* BEGIN PASSAGE SHOWN *
[foreign-memaccess] musing on the memory access API

Fri Jan 8 19:10:02 UTC 2021

Maurizio,
This is all music to my ears!

Originally, our Memory Package did not have any positional logic, but we
had some important users that really wanted to use it as a replacement for
BB and so I had to add it in.  Our predominant use-case is management of
foreign structs, so everything that you are telling me makes sense and
sounds really good!

If we were to migrate to any JDK version without Panama/FMA, we would incur
a huge hit in performance.  And primarily for this reason we are stuck at 8
until 16 (with FMA) becomes available.  Forgive me for not tracking all the
improvements in versions 9 - 15.  Since we can't migrate to them
efficiently, I have pretty much ignored all the other improvements.
Nonetheless, it is nice to hear that someone is paying attention to the BB
after all these years!

I hope to be doing some characterization tests soon, which I will
definitely share with you.

Thanks for your comprehensive replies!

Lee.

On Fri, Jan 8, 2021 at 3:24 AM Maurizio Cimadamore <
maurizio.cimadamore at oracle.com> wrote:

>
> On 08/01/2021 00:56, leerho wrote:
>
> Maurizio,
> Is the strategy for Panama to completely eliminate the need for ByteBuffer
> (except for backward integration)?
> If so, this would be great! This means all of the problems I mention above
> could be easily solved!
>
> Nonetheless, I thought I read (or heard) in one of your tutorials that you
> felt that the APIs for reading and writing primitives into some backing
> blob of bytes (MemorySegment) was a solved problem, thus the user would
> still be using BB for that purpose.
>
> I don't think Panama wants to "eliminate" ByteBuffer - there are things
> that ByteBuffer do well, and we're not going to replace BB in those areas
> (e.g. charset encoder/decoders, to name one example).
>
> The MemorySegment API is a more focused API, which aims at catering the
> "pure" offheap usages - with a hint to native interop (in fact,
> MemorySegment is also the API used by the ForeignLinker to model foreign
> structs). If you fall in this latter categories, then you will be at home
> with MemorySegment (we hope!) - if, on the other hand, you are more in a
> IO-driven, producer/consumer use case, I don't think MemorySegment is a
> great fit - and it might be better to stick with ByteBuffer - and perhaps
> turn them into segments (which is possible with
> MemorySegment::ofBuffer(ByteBuffer)) if you need the more powerful
> dereference mechanism.
* END PASSAGE SHOWN *
* BEGIN STORED RECORDS *
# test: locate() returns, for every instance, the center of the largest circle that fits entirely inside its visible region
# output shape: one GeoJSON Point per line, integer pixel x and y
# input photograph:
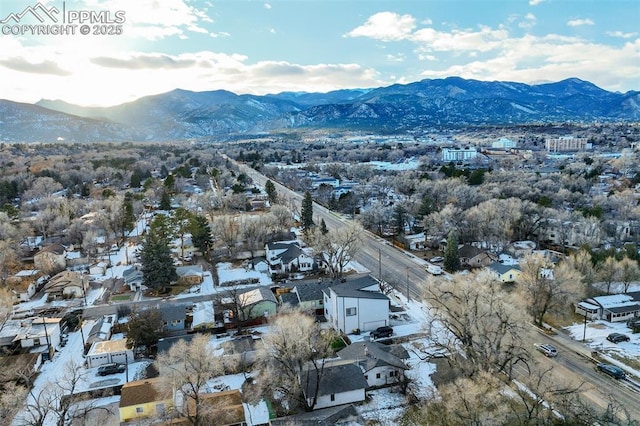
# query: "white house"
{"type": "Point", "coordinates": [383, 365]}
{"type": "Point", "coordinates": [612, 308]}
{"type": "Point", "coordinates": [109, 351]}
{"type": "Point", "coordinates": [340, 383]}
{"type": "Point", "coordinates": [356, 304]}
{"type": "Point", "coordinates": [287, 257]}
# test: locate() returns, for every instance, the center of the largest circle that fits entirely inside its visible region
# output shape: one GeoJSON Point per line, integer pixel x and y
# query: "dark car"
{"type": "Point", "coordinates": [380, 332]}
{"type": "Point", "coordinates": [612, 370]}
{"type": "Point", "coordinates": [547, 350]}
{"type": "Point", "coordinates": [111, 368]}
{"type": "Point", "coordinates": [617, 338]}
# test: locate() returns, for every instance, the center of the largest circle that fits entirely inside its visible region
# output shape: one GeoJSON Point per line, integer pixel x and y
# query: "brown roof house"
{"type": "Point", "coordinates": [23, 284]}
{"type": "Point", "coordinates": [143, 399]}
{"type": "Point", "coordinates": [51, 259]}
{"type": "Point", "coordinates": [67, 284]}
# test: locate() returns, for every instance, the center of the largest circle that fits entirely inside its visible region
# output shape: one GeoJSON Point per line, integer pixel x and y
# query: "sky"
{"type": "Point", "coordinates": [261, 47]}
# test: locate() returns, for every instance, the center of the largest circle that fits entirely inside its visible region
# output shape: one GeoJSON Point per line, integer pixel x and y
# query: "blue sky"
{"type": "Point", "coordinates": [264, 47]}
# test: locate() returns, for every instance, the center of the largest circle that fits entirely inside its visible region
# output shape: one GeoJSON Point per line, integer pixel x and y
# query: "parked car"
{"type": "Point", "coordinates": [612, 370]}
{"type": "Point", "coordinates": [434, 269]}
{"type": "Point", "coordinates": [111, 368]}
{"type": "Point", "coordinates": [617, 338]}
{"type": "Point", "coordinates": [547, 350]}
{"type": "Point", "coordinates": [380, 332]}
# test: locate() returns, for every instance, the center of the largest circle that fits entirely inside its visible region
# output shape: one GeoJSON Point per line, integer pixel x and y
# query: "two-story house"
{"type": "Point", "coordinates": [286, 257]}
{"type": "Point", "coordinates": [356, 305]}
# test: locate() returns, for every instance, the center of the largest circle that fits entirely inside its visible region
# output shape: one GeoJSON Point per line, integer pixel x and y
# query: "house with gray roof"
{"type": "Point", "coordinates": [340, 383]}
{"type": "Point", "coordinates": [356, 304]}
{"type": "Point", "coordinates": [383, 365]}
{"type": "Point", "coordinates": [286, 257]}
{"type": "Point", "coordinates": [612, 308]}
* END STORED RECORDS *
STATED PROBLEM 1:
Do these statements agree with the memory access API thread? Answer yes or no for each, and quote the words that decide it. (a) Lee's team is stuck on JDK 8 until version 16 becomes available. (b) Maurizio says Panama aims to get rid of ByteBuffer completely. (c) Lee's Memory Package had positional logic from the start.
STATED PROBLEM 2:
In the memory access API thread, which method turns a ByteBuffer into a segment?
STATED PROBLEM 3:
Carry on the memory access API thread from its last sentence.
This material has no connection to the memory access API thread.

WRITTEN RESPONSE 1:
(a) Yes: "we are stuck at 8 until 16 (with FMA) becomes available"
(b) No: "I don't think Panama wants to "eliminate" ByteBuffer"
(c) No: "Originally, our Memory Package did not have any positional logic"

WRITTEN RESPONSE 2:
MemorySegment::ofBuffer(ByteBuffer)

WRITTEN RESPONSE 3:
>
> Hope this helps.
>
> Maurizio
>
>
> Cheers,
>
> Lee.
>
> On Thu, Jan 7, 2021 at 2:36 PM leerho <leerho at gmail.com> wrote:
>
>> Maurizio, Jorn,
>>
>> Thank you very much for your thoughtful comments and observations!
>>
>> * At the beginning, the doc claims protection from use after free even
>>> in concurrent use - looking at the code that doesn't seem to be the case
>>> though? E.g. it's true that updates to the "valid" bit of the memory
>>> state are atomic, but that doesn't rule out the possibility of multiple
>>> threads seeing a "true" value, then being interleaved with a memory
>>> released, which would ultimately result in access free? I the Java 16
>>> iteration of the API we address this problem too, but at a much lower
>>> level (we needed some VM/GC black magic to pull this off).
>>
>>
>> You are absolutely right about the multi-threading issue!  I wrote this a
>> couple
>> years ago and on my re-read I caught that as well!  Our library is
>> strictly
>> single-threaded, which we mention in other places in the documentation.
>> I need to correct that statement.  Nonetheless, your solving this problem
>> at a much lower level is precisely what I would hope you would do! And
>> at the same time you offer much stronger multithreading guarantees!
>>
>> * The main differences between the memory access API and your API seem
>>> to be in how dereference is done - you opted for virtual methods, while
>>> we go all in on var handles (and then we provide a bunch of static
>>> accessors on the side). I think the two are similar, although I think
>>> I'm happy where we landed with our API, since using the pre-baked
>>> statics is not any harder than using an instance method, but in exchange
>>> we get a lot of capabilities of out the var handle API (such as atomic
>>> access and adaptation). This decision has repercussions on the API, of
>>> course: the fact that we use MemorySegment as a VarHandle coordinate
>>> means we cannot get too crazy with hierarchies on the MemorySegment
>>> front - in fact, when we tried to do that (at some point we had
>>> MappedMemorySegment <: MemorySegment) we ran into performance issues, as
>>> memory access var handle need exact type information to be fast.
>>
>>
>> Two comments.
>> 1. I chose virtual methods because as of JDK8, that was the only tool in
>> the toolbox.
>> The main advantage of virtual methods is that I can create an API
>> hierarchy
>> (driven by the needs of the application) that effectively collapses down
>> to one
>> class at runtime (as long as it is single inheritance).
>> I'm not yet sure how I would do it differently with the MemoryAccess API.
>>
>> ...we ran into performance issues, as
>>> memory access var handles need exact type information to be fast.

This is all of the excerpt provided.